Continue the text about the lab's research on immune-mediated kidney injury, starting after its final sentence.

--- EXTRACT PROVIDED Enclosed Below ---

Our lab investigates immune-mediated kidney injury using human tissue samples.
Clinical and pathology expertise from Imperial College and Imperial College NHS Healthcare Trust complements the cross-scale, cross-modality imaging expertise within the Crick's Electron Microscopy STP, with the aim of producing highly phenotyped clinical, molecular and morphological ("pathomic") datasets to deliver new insights into human kidney disease.
Kidney failure is a global disease crisis. 850 million people are affected with kidney disease worldwide (~11% of the world population). At the global level, 5 year survival rate for those who reach end stage kidney failure and start dialysis is just 35% – worse than most cancers. Where transplantation is available it offers increased survival and quality of life, but the life span of a transplanted organ is limited by immune rejection.
Immune cells mediate acute and chronic renal failure in both native and transplant kidneys, through disease initiation in auto- and allo-immune diseases, and as effectors of injury in diabetes and hypertension. Immune-mediated kidney injury involves co-ordinated contributions from innate and adaptive immunity, including T cell-mediated injury and antibody-mediated injury.

--- End of Enclosed EXTRACT PROVIDED ---
--- INFORMATION GIVEN Enclosed Below ---

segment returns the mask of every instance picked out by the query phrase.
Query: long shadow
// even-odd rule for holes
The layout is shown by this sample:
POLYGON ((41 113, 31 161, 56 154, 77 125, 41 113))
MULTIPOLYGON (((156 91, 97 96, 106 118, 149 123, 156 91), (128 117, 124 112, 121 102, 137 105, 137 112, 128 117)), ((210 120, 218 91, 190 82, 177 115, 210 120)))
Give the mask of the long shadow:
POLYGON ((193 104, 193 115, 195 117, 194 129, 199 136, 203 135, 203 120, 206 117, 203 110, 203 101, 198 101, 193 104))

--- End of Enclosed INFORMATION GIVEN ---

> ANSWER SECTION:
Future therapies are dependent on detailed characterisation of the identity and activation state of immune cells involved, and of the cross-talk between immune cells, and between immune cells and kidney parenchymal cells.
As part of an MRC-funded project(“A Nanopathology Platform for Prediction and Early Detection of Disease in Kidney Transplant Rejection”), we have developed improved tissue handling pathways for human tissue, to enable linkage of molecular data to morphological characteristics across scales, from whole sample imaging down to the intracellular/nanopathology scale. We aim to provide an models of disease and an atlas of immune cell identities, activation states and “interactomics” in a range of human kidney diseases, using spatial and quantitative data across scales.